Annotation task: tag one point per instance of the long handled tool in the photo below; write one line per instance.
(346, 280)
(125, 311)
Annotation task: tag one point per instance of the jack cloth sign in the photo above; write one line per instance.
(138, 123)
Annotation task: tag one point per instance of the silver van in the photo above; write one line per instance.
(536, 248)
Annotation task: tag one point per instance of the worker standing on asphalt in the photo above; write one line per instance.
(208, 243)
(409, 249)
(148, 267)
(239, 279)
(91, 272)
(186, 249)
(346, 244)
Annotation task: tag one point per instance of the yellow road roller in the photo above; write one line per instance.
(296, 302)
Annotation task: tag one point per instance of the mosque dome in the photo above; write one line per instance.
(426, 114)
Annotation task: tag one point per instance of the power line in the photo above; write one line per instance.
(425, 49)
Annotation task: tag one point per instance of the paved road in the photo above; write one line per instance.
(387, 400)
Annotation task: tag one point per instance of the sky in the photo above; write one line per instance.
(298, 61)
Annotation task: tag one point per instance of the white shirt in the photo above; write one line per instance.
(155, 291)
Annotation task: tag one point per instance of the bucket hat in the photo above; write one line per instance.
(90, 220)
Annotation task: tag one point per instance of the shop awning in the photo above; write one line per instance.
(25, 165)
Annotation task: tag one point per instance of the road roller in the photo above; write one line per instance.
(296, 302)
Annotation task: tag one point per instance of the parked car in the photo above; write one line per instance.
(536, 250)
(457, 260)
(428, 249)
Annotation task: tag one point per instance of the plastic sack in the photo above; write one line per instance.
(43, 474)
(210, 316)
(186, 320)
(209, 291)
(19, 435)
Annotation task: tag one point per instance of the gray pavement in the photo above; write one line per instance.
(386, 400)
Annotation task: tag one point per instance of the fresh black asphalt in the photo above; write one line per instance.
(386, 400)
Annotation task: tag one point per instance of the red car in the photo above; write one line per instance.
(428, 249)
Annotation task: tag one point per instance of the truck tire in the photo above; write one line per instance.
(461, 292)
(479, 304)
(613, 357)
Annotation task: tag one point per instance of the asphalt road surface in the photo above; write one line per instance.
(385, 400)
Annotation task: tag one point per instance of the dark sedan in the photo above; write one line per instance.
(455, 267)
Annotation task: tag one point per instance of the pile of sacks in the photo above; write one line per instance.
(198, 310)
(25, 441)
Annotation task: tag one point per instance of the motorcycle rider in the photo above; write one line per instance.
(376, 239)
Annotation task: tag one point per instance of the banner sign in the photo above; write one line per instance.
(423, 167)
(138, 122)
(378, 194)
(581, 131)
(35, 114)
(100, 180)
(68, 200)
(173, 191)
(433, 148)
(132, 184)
•••
- Problem to solve -
What's needed is every entry, returned word for word.

- Response box -
Annotation task: tag one point per instance of the long handled tool in the photo below; write one line per instance.
(346, 280)
(125, 311)
Annotation task: tag one point per instance of the jack cloth sign in the photo above; write one line per instance.
(138, 123)
Annotation task: tag one point per instance of the silver van in the photo above; write one line per instance.
(536, 248)
Annotation task: tag one point per instance of the worker standing on asphalt in the photo above; write one line per instance.
(208, 243)
(409, 249)
(148, 267)
(239, 279)
(91, 272)
(186, 249)
(346, 244)
Annotation task: tag one point per instance of the yellow road roller in the photo above; write one line per instance.
(296, 302)
Annotation task: tag one point per instance of the mosque dome in the photo above; write one line per instance.
(426, 114)
Annotation task: tag one point per instance of the power line in the photo above; write one line per instance.
(425, 49)
Annotation task: tag one point per instance of the paved road in the photo above; write one line per instance.
(387, 400)
Annotation task: tag one point per instance of the sky in the photo above; write one line per instance.
(298, 61)
Annotation task: tag one point per instance of the white shirt in the photo above; write one line per instance.
(155, 291)
Annotation task: tag one point per instance of the bucket hat in the photo above; write one line per instance.
(90, 220)
Annotation task: tag one point per instance of the shop awning in the photo above; write one line per instance.
(25, 165)
Annotation task: tag one point per instance of the road roller in the photo above; write one line per instance.
(296, 302)
Annotation task: tag one point per instance of the parked car in the photo above; write one line per instance.
(536, 250)
(457, 260)
(428, 249)
Annotation task: tag one point per instance of the plastic sack in the photo above; write one line per instance.
(43, 474)
(210, 316)
(186, 320)
(209, 291)
(19, 435)
Annotation task: tag one point per instance of the gray pavement in the photo above; write one line per instance.
(386, 400)
Annotation task: tag one point per instance of the fresh black asphalt in the photo above; write one line per instance.
(386, 400)
Annotation task: tag one point per instance of the red car in the photo above; write one line per instance.
(428, 249)
Annotation task: tag one point per instance of the truck tire in the photo above; write one line per instance.
(461, 292)
(479, 304)
(613, 357)
Annotation task: tag one point per instance of the asphalt road surface in the photo above; write one line per instance.
(385, 400)
Annotation task: tag one point per instance of the dark sedan in the photo above; write one line per instance.
(455, 267)
Annotation task: tag one point per instance of the pile of sacks in the photo above; write one line per instance.
(198, 310)
(25, 441)
Annotation task: tag one point per instance of the motorcycle rider in the photo above; write one line per instance.
(376, 239)
Annotation task: tag one point per instance of the banner sign in the photo above; write one line per instance.
(423, 167)
(138, 122)
(378, 194)
(581, 131)
(35, 114)
(100, 180)
(68, 200)
(173, 191)
(433, 148)
(132, 184)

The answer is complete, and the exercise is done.